- **Page text**
#####
The evolution of ML monitoring has evolved from observing tabular data changes to emerging large language mode (LLM) monitoring. While LLMs are largely consumer-facing, more and more enterprises are harnessing the power of LMs for a variety of business applications like customer service chatbots, contract document understanding, and marketing content generation.

Every day, models receive streams of real-world data that may have new patterns that did not exist in the data with which they were trained. Nobody can guarantee that models will behave consistently when the world is changing so quickly, leading to a flood of new data points. Monitoring is critical to ensure models are healthy and trusted and behave as expected.

Monitoring LLMs is critical to detect and prevent issues in bias, and ethics, and requires scale to do so efficiently.

VIANOPS Scalability in Root Cause Analysis

Scalability matters to the model operation and operation of the company as a whole, and it is needed for root cause analysis. If the data set is too large, shifts in model performance or feature drift can partially be buried while positive and negative changes get balanced out and go unnoticed, which might be critical to businesses. Therefore, the data needs to be sliced into different time windows and small enough segments that allow the changes to be detected.

The VIANOPS platform can slice huge amounts of data to surface the hotspots having statistically substantial shifts. It enables teams to identify variations in a way other models can’t as most significant changes can be buried and affect the ML’s output and predictions. We must preserve data to see how things have been changing in a macro way simultaneously with a micro view into a particular segment.

VIANOPS also enables users to observe the change of input and output over time in production with different time windows, like day to day, weekday to weekday, week to week, month to month, quarter to the same quarter last year, etc. This is essential to surface pattern shifts in short and long cycles.

VIANOPS looks at data from both a macro and micro lens to give users the best complete picture of how the model is running and what it’s producing. The platform monitors huge amounts of data points going beyond surface-level analysis and manages granular model monitoring.

VIANOPS Scalability in Validating and Governing Models

Validating and governing machine learning models at scale means the models are accurate, reliable, and follow ethical and regulatory standards. The data that goes into training ML models must be complete, correct, and consistent in order for the model to perform as it is intended.
#####
- **Listed entries**

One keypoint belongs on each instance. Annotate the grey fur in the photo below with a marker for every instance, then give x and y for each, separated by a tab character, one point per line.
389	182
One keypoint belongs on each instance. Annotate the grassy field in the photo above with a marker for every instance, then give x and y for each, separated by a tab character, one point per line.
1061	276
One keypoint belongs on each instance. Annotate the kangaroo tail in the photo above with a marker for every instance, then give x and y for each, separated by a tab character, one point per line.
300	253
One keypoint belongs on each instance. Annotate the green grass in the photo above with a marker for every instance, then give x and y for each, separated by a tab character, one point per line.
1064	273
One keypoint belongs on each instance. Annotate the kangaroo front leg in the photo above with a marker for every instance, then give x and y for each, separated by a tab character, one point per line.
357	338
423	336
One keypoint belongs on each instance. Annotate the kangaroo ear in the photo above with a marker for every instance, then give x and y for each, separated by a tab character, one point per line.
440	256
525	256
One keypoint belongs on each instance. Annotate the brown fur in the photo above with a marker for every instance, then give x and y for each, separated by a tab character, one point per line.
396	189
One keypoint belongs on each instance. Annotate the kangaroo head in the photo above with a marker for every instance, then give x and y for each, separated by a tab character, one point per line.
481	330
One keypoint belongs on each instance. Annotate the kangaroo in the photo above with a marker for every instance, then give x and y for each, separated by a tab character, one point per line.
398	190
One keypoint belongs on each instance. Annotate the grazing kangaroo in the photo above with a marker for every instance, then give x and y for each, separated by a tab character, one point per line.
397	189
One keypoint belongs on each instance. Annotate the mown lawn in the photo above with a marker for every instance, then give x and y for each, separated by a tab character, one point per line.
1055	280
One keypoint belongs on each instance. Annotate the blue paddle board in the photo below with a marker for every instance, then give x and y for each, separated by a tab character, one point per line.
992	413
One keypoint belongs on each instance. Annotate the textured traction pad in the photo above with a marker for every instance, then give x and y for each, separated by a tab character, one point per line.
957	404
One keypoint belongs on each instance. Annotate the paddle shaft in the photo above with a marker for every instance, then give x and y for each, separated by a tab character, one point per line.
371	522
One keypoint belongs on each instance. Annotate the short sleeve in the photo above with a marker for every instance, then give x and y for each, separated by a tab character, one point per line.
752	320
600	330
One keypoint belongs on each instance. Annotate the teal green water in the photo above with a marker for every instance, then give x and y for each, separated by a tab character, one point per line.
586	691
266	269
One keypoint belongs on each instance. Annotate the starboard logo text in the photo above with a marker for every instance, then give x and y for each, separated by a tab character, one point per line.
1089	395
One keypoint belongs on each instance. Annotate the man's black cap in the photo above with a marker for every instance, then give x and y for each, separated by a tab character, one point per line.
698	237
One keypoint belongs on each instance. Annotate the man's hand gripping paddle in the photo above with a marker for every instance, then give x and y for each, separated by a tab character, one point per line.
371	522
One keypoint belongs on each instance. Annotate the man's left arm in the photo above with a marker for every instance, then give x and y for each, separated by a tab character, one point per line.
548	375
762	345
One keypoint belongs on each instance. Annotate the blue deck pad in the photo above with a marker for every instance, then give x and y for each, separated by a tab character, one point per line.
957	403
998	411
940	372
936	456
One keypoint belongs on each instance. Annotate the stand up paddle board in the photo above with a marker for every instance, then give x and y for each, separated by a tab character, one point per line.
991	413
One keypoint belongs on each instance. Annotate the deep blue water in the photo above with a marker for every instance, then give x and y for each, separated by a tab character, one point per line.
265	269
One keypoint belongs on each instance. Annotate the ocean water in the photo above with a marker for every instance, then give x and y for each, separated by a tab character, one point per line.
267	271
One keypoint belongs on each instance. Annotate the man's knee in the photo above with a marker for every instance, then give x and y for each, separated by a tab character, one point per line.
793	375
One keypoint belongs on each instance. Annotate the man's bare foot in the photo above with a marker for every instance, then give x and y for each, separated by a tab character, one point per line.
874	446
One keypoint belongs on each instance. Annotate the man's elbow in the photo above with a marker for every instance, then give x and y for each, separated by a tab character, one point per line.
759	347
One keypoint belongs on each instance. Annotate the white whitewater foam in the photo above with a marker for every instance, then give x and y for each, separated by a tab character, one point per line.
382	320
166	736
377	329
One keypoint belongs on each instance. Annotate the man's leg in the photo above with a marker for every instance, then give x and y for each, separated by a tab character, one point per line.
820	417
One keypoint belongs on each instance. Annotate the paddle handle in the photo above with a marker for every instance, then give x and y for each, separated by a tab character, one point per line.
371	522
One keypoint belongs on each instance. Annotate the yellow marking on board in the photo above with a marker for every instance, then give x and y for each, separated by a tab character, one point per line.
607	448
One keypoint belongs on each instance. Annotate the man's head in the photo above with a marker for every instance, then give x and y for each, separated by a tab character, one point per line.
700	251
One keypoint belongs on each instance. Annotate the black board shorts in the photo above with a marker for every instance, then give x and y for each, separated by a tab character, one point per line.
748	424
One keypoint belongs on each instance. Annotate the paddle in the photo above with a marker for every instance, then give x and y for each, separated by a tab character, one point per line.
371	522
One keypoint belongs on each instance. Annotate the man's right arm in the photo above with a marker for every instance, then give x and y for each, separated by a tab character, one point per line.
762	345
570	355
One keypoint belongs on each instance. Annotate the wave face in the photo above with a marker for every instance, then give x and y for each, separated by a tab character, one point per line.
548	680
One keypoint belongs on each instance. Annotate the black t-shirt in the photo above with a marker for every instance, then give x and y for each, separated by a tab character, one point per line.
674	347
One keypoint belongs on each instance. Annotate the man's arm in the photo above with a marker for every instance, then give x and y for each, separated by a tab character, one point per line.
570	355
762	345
#####
- **Exercise requirements**
1. Decide whether each statement below agrees with the ML monitoring text. Answer yes or no for each and quote the words that decide it.
(a) VIANOPS lets users compare a quarter with the same quarter of the year before.
(b) The text says data should stay in one large set for root cause analysis.
(c) Training data for ML models must be complete, correct, and consistent.
2. Copy the part of the ML monitoring text starting at "VIANOPS Scalability in Root" and ending at "to be detected.", putting "data drift" in place of "feature drift".
3. Answer these questions from the ML monitoring text.
(a) What three business uses of LLMs by enterprises does it list?
(b) What does the VIANOPS platform surface when it slices huge amounts of data?
(c) From which two lenses does VIANOPS look at data?

- **Expected responses**
1.
(a) Yes: "quarter to the same quarter last year"
(b) No: "the data needs to be sliced into different time windows and small enough segments that allow the changes to be detected"
(c) Yes: "The data that goes into training ML models must be complete, correct, and consistent"

2.
VIANOPS Scalability in Root Cause Analysis

Scalability matters to the model operation and operation of the company as a whole, and it is needed for root cause analysis. If the data set is too large, shifts in model performance or data drift can partially be buried while positive and negative changes get balanced out and go unnoticed, which might be critical to businesses. Therefore, the data needs to be sliced into different time windows and small enough segments that allow the changes to be detected.

3.
(a) Customer service chatbots, contract document understanding, and marketing content generation.
(b) Hotspots having statistically substantial shifts.
(c) A macro lens and a micro lens.